Task prompt: Some lines in the entries contain the word "person". Copy all of them.

[Photo-based referring expression data]

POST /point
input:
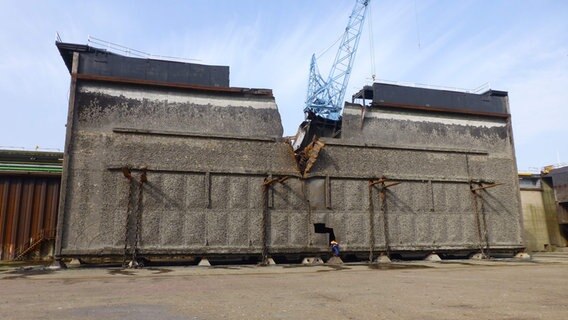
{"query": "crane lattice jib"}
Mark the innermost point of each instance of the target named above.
(325, 97)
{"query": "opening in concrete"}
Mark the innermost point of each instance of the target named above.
(321, 228)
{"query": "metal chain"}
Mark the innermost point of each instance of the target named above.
(382, 198)
(264, 234)
(128, 220)
(477, 220)
(138, 218)
(371, 222)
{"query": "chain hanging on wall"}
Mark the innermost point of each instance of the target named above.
(133, 215)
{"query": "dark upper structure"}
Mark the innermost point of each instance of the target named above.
(96, 61)
(491, 102)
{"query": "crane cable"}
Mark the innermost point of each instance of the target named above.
(371, 43)
(331, 46)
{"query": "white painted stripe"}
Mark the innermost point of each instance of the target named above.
(446, 120)
(178, 97)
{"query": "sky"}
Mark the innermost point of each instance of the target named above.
(516, 46)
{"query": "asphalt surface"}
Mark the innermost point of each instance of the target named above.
(458, 289)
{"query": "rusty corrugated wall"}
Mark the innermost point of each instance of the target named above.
(28, 213)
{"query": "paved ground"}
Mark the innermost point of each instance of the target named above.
(536, 289)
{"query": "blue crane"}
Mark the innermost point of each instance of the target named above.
(325, 97)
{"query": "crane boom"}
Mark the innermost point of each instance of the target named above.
(325, 97)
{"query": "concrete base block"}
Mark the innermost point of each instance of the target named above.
(57, 265)
(433, 258)
(74, 263)
(334, 260)
(312, 260)
(523, 256)
(478, 256)
(204, 262)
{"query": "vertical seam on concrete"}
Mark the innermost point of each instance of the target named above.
(66, 155)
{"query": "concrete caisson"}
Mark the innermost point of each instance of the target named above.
(178, 169)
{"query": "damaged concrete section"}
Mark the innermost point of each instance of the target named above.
(165, 168)
(408, 175)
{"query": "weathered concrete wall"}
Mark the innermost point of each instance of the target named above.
(534, 219)
(207, 156)
(434, 156)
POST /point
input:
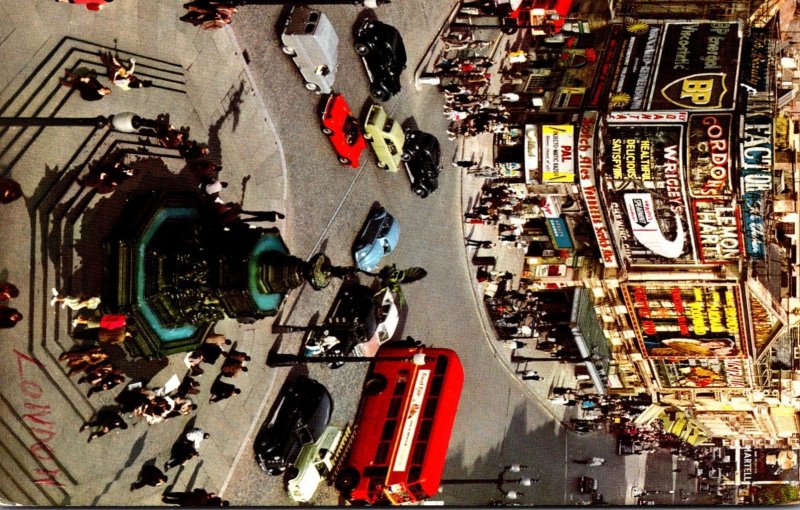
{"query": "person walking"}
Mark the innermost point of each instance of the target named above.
(106, 421)
(75, 303)
(221, 390)
(9, 317)
(91, 5)
(10, 190)
(8, 291)
(149, 475)
(479, 244)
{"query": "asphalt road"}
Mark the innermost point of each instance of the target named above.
(497, 423)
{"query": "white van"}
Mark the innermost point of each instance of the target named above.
(309, 38)
(314, 462)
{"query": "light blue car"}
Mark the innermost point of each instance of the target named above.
(378, 238)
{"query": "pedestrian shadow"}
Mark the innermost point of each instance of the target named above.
(134, 454)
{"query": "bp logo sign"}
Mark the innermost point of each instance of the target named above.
(703, 90)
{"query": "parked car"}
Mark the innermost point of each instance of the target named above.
(309, 38)
(422, 155)
(377, 238)
(313, 464)
(385, 136)
(358, 323)
(384, 55)
(342, 129)
(587, 485)
(301, 413)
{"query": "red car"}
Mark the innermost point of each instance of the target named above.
(343, 130)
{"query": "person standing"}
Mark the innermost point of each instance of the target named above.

Reply to the task:
{"query": "person walking"}
{"query": "person standing"}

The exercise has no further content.